### Provided data ###

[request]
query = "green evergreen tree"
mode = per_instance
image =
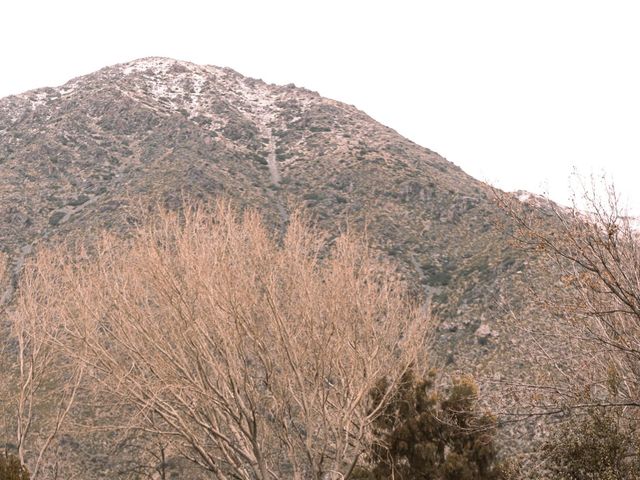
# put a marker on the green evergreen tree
(12, 469)
(424, 435)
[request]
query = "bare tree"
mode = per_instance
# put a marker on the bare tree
(256, 355)
(594, 252)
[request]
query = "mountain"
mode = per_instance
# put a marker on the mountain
(77, 158)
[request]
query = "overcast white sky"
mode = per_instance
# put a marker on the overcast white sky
(517, 93)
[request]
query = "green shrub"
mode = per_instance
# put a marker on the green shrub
(424, 434)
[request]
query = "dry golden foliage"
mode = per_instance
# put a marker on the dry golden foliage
(257, 354)
(596, 301)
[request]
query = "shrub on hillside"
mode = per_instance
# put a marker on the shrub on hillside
(11, 468)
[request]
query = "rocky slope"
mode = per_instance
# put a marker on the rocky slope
(79, 157)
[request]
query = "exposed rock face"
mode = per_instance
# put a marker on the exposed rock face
(77, 157)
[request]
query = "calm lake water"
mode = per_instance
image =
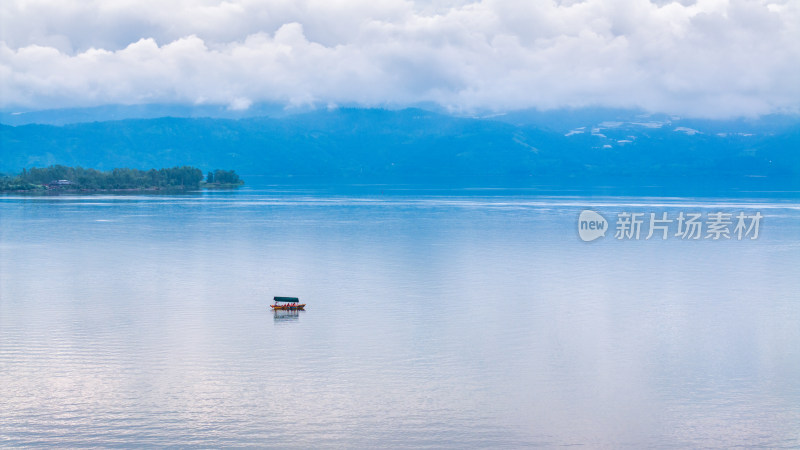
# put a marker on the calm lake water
(464, 318)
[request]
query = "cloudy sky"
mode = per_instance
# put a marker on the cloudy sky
(710, 58)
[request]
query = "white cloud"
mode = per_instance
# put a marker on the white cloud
(702, 58)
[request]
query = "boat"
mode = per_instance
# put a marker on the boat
(287, 303)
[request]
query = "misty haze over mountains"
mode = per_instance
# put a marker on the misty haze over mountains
(410, 145)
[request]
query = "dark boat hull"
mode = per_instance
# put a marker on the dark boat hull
(288, 307)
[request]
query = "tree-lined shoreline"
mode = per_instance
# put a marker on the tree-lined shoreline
(60, 178)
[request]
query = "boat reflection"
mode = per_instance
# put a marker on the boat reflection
(282, 315)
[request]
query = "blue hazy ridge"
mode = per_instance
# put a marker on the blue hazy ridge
(375, 145)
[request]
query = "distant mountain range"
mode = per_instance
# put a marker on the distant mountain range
(375, 145)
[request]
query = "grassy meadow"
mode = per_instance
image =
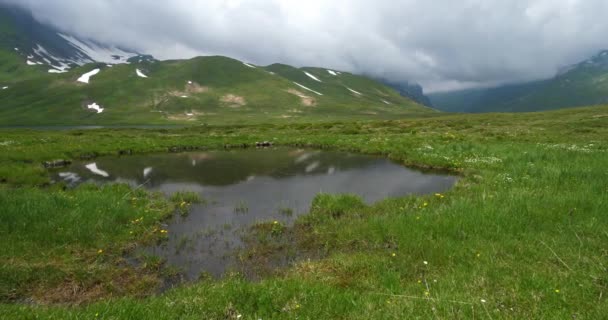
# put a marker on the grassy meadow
(523, 235)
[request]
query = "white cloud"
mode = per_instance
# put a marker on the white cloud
(441, 44)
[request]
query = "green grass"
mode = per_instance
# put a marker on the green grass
(36, 98)
(524, 229)
(584, 85)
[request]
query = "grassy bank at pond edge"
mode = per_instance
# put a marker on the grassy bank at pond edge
(522, 235)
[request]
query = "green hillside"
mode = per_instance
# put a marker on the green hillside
(200, 90)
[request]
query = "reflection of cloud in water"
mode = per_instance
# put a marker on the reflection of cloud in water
(311, 167)
(70, 177)
(266, 181)
(306, 156)
(93, 168)
(147, 171)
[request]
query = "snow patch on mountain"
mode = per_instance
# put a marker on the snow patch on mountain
(87, 76)
(312, 76)
(140, 74)
(306, 88)
(96, 53)
(355, 92)
(51, 60)
(95, 107)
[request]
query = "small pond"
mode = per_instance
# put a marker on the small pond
(244, 187)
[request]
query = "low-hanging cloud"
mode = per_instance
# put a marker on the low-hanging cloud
(442, 44)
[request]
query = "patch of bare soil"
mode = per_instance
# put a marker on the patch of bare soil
(306, 100)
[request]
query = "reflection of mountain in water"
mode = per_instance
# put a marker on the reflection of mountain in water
(267, 182)
(218, 168)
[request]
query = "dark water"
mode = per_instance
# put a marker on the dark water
(245, 187)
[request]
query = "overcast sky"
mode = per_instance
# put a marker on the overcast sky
(442, 44)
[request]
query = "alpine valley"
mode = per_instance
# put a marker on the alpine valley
(49, 77)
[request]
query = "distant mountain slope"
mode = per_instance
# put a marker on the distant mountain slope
(50, 78)
(410, 90)
(199, 90)
(44, 45)
(585, 83)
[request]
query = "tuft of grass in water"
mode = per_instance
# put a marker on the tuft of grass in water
(286, 211)
(521, 236)
(241, 207)
(184, 199)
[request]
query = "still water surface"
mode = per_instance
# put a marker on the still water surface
(244, 187)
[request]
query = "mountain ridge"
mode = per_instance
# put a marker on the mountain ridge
(581, 84)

###

> What is asked
Quote all the lines above exactly as given. Do not include the pictures.

> Answer below
[request]
query = "green evergreen tree"
mode = per_instance
image =
# put a marker on the green evergreen tree
(12, 469)
(424, 435)
[request]
query = "bare tree"
mode = per_instance
# put a marker on the bare tree
(256, 355)
(594, 252)
[request]
query = "mountain"
mode = per_instance
# put a marker on the mountain
(77, 158)
[request]
query = "overcast white sky"
mode = per_instance
# put a marker on the overcast white sky
(517, 93)
[request]
query = "green shrub"
mode = per_instance
# put a marker on the green shrub
(424, 434)
[request]
query = "dry golden foliage"
mode = per_instance
# put a marker on the dry golden foliage
(257, 354)
(596, 301)
[request]
query = "shrub on hillside"
mode = per_instance
# put a marker on the shrub on hillside
(11, 468)
[request]
query = "rocky slope"
mode = per_instance
# put a marker on the rocky slope
(79, 157)
[request]
query = "exposed rock face"
mode = per_instance
# put a marker on the exposed rock face
(77, 157)
[request]
query = "calm lake water"
mode = per_instance
image =
# put a marker on the calm lake water
(464, 318)
[request]
query = "cloudy sky"
mode = per_instance
# put a marker on the cloudy sky
(710, 58)
[request]
query = "white cloud"
mode = per_instance
# put a marker on the white cloud
(702, 58)
[request]
query = "boat"
mode = per_instance
# put a marker on the boat
(287, 303)
[request]
query = "misty haze over mountains"
mode = per_instance
# put a marker on the misty haze over mountains
(410, 145)
[request]
query = "dark boat hull"
mode = per_instance
# put a marker on the dark boat hull
(288, 307)
[request]
query = "tree-lined shoreline"
mode = per_instance
# put a marker on the tree-lined shoreline
(60, 178)
[request]
query = "boat reflection"
mode = per_instance
# put a marker on the boat reflection
(282, 315)
[request]
query = "blue hazy ridge"
mode = per_instance
# put a marker on the blue hazy ridge
(375, 145)
[request]
query = "distant mountain range"
mode = per_instance
# put a marker on the distant mountain range
(375, 145)
[request]
query = "grassy meadow"
mode = per_instance
image =
# put a marker on the grassy meadow
(523, 235)
[request]
query = "white cloud"
mode = per_instance
# put a marker on the white cloud
(441, 44)
[request]
query = "green grass"
mode = per_instance
# put a marker on the green grass
(36, 98)
(524, 229)
(584, 85)
[request]
query = "grassy bank at pond edge"
mode = per_instance
# put a marker on the grassy bank at pond edge
(522, 235)
[request]
query = "green hillside"
mode = per_instance
# put a marker on the green hillside
(200, 90)
[request]
query = "reflection of cloud in water"
mode = per_instance
# put a marker on the reflection of cloud in water
(311, 167)
(70, 177)
(266, 181)
(306, 156)
(93, 168)
(147, 171)
[request]
query = "snow patch on mountain"
mode = per_instance
# put a marker on the snow patch on mountain
(87, 76)
(312, 76)
(140, 74)
(306, 88)
(96, 53)
(355, 92)
(51, 60)
(95, 107)
[request]
query = "small pond"
mode = per_instance
# put a marker on the small pond
(244, 187)
[request]
query = "low-hanging cloud"
mode = per_instance
# put a marker on the low-hanging cloud
(442, 44)
[request]
query = "patch of bare soil"
mode = per_instance
# put a marker on the patch of bare soil
(306, 100)
[request]
query = "reflection of mountain in water"
mode = per_instance
# put a marker on the reflection of mountain in water
(267, 182)
(218, 168)
[request]
query = "dark water"
mode = per_instance
# put a marker on the dark water
(245, 187)
[request]
query = "overcast sky"
mode = per_instance
# put a marker on the overcast sky
(442, 44)
[request]
query = "alpine valley"
mode = per_instance
# put a marker on the alpine valley
(49, 77)
[request]
query = "distant mountain slope"
mode = per_instance
# put a marker on the distant mountain slope
(50, 78)
(410, 90)
(199, 90)
(44, 45)
(585, 83)
[request]
query = "tuft of grass in water"
mode = per_instance
# put a marker on the tuft of grass in water
(286, 211)
(521, 236)
(241, 207)
(184, 199)
[request]
query = "still water surface"
mode = per_instance
# put a marker on the still water surface
(244, 187)
[request]
query = "mountain ridge"
mode = per_instance
# put a marker on the mountain ridge
(581, 84)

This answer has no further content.